Extracted records:
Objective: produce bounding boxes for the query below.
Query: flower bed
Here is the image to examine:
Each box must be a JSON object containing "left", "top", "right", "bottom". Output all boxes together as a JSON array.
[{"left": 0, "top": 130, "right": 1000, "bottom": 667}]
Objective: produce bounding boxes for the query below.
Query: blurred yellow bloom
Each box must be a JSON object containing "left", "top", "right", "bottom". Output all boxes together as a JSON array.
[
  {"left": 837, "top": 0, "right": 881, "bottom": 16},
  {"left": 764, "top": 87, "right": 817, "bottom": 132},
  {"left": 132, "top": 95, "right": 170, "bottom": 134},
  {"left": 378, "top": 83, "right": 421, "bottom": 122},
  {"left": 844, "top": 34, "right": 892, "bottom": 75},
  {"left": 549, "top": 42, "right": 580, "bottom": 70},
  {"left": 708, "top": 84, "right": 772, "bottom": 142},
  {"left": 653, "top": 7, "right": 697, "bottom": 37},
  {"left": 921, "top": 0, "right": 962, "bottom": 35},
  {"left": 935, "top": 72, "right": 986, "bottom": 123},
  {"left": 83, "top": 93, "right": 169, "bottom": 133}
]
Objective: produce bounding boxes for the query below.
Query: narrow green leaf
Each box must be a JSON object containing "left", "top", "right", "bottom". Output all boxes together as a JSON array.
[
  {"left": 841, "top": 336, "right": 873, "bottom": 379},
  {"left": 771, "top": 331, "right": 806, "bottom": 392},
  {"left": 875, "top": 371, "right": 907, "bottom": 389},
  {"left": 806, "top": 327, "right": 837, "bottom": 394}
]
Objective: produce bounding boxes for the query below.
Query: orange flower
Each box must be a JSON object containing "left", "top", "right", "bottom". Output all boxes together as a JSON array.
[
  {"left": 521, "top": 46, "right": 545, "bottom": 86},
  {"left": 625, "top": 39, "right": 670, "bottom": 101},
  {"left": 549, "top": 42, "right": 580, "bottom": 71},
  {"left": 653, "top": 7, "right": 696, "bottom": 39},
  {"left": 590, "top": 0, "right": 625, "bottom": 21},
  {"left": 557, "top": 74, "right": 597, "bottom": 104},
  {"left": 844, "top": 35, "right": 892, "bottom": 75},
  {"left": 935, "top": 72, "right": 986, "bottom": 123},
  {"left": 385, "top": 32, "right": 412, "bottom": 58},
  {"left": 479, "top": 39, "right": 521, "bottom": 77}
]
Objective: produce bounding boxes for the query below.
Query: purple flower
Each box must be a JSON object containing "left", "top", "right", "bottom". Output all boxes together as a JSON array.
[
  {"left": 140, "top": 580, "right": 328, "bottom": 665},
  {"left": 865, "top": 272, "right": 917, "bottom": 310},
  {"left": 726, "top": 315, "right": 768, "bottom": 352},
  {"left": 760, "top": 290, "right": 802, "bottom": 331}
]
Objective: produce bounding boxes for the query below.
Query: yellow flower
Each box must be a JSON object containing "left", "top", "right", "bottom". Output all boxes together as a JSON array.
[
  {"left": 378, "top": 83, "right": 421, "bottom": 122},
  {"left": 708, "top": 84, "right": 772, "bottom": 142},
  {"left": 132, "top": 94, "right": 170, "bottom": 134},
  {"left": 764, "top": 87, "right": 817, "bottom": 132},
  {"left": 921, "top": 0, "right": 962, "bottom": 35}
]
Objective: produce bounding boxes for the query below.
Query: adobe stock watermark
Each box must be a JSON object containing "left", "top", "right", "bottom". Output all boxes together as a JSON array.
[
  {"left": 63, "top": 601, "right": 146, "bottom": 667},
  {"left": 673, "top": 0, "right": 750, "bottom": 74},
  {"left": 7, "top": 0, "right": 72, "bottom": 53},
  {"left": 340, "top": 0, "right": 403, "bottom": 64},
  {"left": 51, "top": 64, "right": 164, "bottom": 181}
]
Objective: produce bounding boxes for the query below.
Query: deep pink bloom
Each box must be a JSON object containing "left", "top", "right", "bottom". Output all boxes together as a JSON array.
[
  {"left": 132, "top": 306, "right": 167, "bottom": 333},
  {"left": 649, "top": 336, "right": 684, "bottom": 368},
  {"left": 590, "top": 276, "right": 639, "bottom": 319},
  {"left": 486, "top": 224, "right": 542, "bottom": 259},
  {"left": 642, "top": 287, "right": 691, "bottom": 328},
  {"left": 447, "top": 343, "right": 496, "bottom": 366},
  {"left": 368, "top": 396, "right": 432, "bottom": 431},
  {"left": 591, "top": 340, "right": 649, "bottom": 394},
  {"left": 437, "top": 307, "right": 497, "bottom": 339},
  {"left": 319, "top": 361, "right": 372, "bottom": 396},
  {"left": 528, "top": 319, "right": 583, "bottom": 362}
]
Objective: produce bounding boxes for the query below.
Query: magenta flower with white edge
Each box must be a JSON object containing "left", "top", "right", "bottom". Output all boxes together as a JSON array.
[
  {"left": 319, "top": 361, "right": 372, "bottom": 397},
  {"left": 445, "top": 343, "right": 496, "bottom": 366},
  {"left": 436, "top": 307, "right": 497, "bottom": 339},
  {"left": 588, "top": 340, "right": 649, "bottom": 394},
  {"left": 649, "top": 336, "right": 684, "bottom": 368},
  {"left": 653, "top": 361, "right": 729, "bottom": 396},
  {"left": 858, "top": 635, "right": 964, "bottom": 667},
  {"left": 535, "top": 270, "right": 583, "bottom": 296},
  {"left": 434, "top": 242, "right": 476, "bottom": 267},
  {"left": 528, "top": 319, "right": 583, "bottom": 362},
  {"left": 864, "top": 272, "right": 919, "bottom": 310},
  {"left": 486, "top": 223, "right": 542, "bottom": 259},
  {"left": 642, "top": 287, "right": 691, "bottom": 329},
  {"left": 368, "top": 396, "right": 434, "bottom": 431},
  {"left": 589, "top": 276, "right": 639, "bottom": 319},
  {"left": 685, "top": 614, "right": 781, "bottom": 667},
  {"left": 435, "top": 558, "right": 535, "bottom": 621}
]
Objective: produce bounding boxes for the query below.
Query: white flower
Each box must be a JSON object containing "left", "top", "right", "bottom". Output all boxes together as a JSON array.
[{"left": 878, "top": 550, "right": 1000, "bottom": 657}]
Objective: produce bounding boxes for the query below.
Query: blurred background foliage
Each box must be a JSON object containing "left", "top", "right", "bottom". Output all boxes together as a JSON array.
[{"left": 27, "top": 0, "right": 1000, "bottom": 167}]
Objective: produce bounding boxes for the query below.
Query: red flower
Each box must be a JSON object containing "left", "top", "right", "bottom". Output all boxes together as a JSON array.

What is required:
Count the lines in the records above that contain the string "bloom", treating uppercase and lowercase letters as different. Give only the number.

Answer to the exercise:
2